The answer should be each line from the entries below that has the word "glass" in it.

RECORDS SHOWN Block Start

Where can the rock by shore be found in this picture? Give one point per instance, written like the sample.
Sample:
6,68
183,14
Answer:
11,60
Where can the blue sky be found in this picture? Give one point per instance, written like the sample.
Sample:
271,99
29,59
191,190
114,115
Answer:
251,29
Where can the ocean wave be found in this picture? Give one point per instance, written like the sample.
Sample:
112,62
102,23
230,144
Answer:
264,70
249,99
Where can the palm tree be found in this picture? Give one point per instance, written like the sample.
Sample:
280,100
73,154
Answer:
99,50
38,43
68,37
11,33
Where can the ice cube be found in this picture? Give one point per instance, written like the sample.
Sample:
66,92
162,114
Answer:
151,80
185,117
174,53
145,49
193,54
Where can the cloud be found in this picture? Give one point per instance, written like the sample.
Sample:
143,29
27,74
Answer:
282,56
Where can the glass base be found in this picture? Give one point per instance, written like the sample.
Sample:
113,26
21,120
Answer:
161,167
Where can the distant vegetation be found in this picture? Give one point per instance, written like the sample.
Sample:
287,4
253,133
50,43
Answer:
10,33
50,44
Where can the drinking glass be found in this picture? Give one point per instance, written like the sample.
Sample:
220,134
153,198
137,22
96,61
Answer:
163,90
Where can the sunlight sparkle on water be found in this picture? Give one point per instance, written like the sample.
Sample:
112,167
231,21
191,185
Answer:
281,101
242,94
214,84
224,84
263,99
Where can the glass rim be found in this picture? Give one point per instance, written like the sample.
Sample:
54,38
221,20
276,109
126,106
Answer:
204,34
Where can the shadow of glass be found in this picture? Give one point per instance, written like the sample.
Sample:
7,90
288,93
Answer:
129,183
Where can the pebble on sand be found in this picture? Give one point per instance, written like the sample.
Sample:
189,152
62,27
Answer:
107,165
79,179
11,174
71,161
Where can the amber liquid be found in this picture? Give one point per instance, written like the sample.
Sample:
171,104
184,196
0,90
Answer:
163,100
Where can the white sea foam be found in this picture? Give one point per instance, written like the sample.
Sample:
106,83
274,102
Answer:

RECORDS SHOWN Block End

◆ WRITTEN RESPONSE ◆
Where can the glass base be found in this picture? Give one point per instance, written like the sample.
Where can the drinking glass be found in this picture? Give one point per instance, written like the sample.
Where can the glass rim be found in this picture? Give one point per instance, written like the sample.
Where can the shadow of glass be found in this picture? Give one point per instance, written like the sample.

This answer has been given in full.